# Document text:
============================================================

By Daniel Ben-Tal   June 22, 2008

Regional tensions would be greatly diminished if we understood each other’s mindset, says University of Haifa clinical psychologist Dr. Ofer Grosbard. With this in mind, he devised Quranet, an attempt to translate the Koran into a set of social guidelines applicable to the contemporary world.

An educational tool that reveals the beauty of the Koran and its respect for human dignity, Grosbard’s project is envisaged as a bridge between the Islamic world and the West.

Everyone can find a Koranic answer to his or her educational questions says the bilingual Grosbard, who lives in a mixed Jewish-Arab quarter of Haifa and learned Arabic from his neighbors.

Grosbard is a clinical psychologist, author and Ph.D. candidate at the Institute for Conflict Analysis and Resolution at George Mason University. He has written a widely applauded critique of the Israeli mindset entitled Israel on the Couch: the Psychology of the Peace Process, and a novel The Arab Within that was awarded the Hebrew Writers’ Association’s Book of the Year prize in 2000.

He came up with the idea for Quranet last year, while he was tutoring a course on developmental psychology to a group of 15 Bedouin graduate students of educational counseling.

“I taught them about Freud, Erikson… the people who developed western thinking. However, I had a feeling that they weren’t exactly connecting with what I was teaching,” Grosbard tells ISRAEL21c. “The group – 13 of them female students – almost thought as a unit. Within the Arab sector, the Bedouin are the most in need of help.”

One day last April, one of his students at the Oranim College, Bushra Mazarib – who earned her BA in computer sciences at the Technion before transferring to education – approached him after class.

============================================================

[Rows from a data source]
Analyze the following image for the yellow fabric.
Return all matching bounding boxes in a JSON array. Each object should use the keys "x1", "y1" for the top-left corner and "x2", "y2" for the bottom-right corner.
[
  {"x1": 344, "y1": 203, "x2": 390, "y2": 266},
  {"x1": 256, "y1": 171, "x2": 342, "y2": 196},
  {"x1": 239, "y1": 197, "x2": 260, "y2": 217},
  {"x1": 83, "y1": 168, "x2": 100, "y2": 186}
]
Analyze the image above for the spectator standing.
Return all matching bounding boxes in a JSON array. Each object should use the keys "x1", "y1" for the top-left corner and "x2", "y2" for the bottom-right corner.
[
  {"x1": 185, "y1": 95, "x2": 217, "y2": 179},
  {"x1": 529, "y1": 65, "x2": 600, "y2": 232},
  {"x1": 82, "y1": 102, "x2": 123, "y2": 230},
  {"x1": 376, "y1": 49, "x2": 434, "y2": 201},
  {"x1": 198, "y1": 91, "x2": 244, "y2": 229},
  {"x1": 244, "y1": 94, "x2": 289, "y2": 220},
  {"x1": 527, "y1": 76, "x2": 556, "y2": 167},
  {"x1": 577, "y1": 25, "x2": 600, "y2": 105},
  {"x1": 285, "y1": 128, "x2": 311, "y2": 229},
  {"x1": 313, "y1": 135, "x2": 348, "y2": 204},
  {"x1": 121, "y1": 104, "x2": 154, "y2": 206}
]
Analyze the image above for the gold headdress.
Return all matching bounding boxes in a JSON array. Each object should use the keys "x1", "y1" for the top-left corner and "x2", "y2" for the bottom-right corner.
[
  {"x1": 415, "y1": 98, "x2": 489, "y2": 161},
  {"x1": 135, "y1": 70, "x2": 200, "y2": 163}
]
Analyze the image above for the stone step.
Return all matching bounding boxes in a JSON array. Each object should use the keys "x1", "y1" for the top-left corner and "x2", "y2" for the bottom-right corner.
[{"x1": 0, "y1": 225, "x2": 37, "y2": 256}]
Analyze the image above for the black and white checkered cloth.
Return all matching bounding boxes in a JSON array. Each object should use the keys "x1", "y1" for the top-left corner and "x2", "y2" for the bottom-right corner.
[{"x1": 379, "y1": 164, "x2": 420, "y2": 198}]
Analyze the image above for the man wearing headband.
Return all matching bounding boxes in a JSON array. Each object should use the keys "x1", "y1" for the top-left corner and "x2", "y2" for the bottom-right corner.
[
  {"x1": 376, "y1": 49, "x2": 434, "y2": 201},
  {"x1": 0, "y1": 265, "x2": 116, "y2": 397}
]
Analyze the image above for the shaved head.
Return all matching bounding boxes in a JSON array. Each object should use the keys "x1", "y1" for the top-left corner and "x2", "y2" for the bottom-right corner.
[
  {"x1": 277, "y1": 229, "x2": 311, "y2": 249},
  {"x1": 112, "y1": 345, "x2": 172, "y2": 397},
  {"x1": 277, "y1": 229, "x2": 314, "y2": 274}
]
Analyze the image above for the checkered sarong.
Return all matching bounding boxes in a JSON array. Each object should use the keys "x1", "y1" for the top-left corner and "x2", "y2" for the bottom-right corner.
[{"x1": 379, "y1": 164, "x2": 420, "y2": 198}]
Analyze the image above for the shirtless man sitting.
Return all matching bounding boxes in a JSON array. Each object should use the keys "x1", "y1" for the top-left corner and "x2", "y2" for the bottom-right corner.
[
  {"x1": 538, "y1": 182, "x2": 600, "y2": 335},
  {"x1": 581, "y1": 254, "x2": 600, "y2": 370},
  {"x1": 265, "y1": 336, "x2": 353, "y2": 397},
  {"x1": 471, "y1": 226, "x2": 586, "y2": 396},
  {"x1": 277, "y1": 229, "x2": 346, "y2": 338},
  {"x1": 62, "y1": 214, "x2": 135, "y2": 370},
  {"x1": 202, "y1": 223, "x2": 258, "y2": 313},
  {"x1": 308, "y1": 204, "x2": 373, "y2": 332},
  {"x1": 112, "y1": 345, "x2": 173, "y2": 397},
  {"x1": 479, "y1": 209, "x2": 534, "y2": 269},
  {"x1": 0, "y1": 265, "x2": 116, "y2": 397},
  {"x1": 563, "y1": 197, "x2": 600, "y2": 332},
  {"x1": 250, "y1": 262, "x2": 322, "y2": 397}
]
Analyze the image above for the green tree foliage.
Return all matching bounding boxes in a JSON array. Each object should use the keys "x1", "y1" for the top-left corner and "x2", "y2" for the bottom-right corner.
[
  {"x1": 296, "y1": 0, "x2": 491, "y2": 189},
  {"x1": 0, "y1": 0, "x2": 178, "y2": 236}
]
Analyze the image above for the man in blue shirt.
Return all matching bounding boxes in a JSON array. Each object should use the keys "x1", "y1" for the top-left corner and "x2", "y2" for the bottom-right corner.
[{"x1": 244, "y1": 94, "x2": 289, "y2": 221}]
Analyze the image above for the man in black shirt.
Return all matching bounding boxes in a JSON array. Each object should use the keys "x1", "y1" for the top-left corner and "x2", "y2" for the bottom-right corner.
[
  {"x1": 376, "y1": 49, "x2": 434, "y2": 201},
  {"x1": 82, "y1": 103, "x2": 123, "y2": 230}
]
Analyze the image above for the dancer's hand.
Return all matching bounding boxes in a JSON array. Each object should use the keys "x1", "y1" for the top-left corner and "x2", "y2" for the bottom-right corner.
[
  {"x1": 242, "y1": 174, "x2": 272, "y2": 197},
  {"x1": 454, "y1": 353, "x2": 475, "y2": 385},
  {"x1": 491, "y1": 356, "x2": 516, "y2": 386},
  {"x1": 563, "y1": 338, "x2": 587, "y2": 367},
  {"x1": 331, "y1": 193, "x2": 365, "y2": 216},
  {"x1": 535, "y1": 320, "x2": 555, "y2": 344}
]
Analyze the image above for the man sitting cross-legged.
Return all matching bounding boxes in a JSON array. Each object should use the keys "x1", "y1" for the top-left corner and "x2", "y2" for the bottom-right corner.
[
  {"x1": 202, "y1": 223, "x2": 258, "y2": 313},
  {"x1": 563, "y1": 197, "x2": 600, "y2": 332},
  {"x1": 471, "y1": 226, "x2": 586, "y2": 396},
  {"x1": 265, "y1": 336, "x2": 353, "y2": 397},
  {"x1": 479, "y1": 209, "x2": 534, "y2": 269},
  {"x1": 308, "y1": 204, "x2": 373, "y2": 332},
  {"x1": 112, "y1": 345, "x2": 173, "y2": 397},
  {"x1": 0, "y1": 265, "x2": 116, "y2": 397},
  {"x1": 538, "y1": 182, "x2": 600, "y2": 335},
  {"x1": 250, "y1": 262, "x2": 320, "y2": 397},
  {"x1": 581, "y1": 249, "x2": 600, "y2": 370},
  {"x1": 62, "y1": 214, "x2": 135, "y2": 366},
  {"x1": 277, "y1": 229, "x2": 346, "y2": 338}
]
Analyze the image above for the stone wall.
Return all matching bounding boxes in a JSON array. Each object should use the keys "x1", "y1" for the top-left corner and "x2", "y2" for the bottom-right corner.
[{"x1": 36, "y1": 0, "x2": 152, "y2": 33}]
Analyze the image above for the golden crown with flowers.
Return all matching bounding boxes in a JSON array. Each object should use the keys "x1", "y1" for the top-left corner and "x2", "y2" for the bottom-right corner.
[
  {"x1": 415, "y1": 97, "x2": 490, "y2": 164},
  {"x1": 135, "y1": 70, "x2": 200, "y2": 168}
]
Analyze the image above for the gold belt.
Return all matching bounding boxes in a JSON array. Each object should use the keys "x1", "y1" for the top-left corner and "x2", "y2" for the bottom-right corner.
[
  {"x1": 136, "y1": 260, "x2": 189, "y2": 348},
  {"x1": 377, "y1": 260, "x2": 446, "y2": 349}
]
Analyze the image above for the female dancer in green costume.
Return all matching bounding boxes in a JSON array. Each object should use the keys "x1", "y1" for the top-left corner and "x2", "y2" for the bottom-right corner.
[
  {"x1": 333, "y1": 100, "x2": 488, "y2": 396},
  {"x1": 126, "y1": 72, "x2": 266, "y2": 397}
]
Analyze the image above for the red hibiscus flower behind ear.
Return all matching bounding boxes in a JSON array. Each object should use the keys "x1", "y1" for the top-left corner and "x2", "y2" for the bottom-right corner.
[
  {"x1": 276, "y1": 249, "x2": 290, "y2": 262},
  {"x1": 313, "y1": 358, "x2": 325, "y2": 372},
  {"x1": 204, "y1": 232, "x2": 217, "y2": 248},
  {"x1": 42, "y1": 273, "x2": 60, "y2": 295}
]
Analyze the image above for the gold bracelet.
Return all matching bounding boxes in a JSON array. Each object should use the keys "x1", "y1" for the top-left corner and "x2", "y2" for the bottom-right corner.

============================================================

# Task goal:
Extend the article on Ofer Grosbard's Quranet project by continuing from its last sentence, in which Bushra Mazarib approaches him after class. These rows were drawn from a source other than the article.

# Answer space:
“Bushra did something that is not behavior usual for a Bedouin – she told me what I was doing wrong,” Grosbard recalls. “‘Do you want to know the truth?’ she asked me. ‘Everything you’re telling us won’t help us as educational counselors in the Bedouin sector.’

“She told me that a parent may approach her and say that a demon has entered into her child, or some similar statement from that cultural background. What I was teaching them would be useless in such a case. I didn’t grasp it at first, so I asked her what would help.”

Her answer was simple: The Koran.

“I went home and thought about what she said. She’d thrown me a glove that I had to pick up, so I bought a Hebrew version of the Koran. I knew practically nothing about the Koran beforehand. I had skimmed though it before, and got the impression that it’s one long prayer, unlike the Jewish tanach with its built-in stories.”

Grosbard then devised an innovative assignment for his students, asking them to find quotes from the Koran that relate to the types of problems they expect to face. He gave each student two portions of the Koran to study.

“In a normal class, you give students work and they do it, but in this case they undertook the assignment with great enthusiasm,” says Grosbard. “The Koran has fortitude that we don’t know.”

The students returned with a list of passages that had meaning for them and Grosbard asked them to make up stories based on these passages. “They produced highly colorful, dramatic accounts of life,” he says. “Their emotions are in the open. I could never have written such stories, that I so enjoyed reading.”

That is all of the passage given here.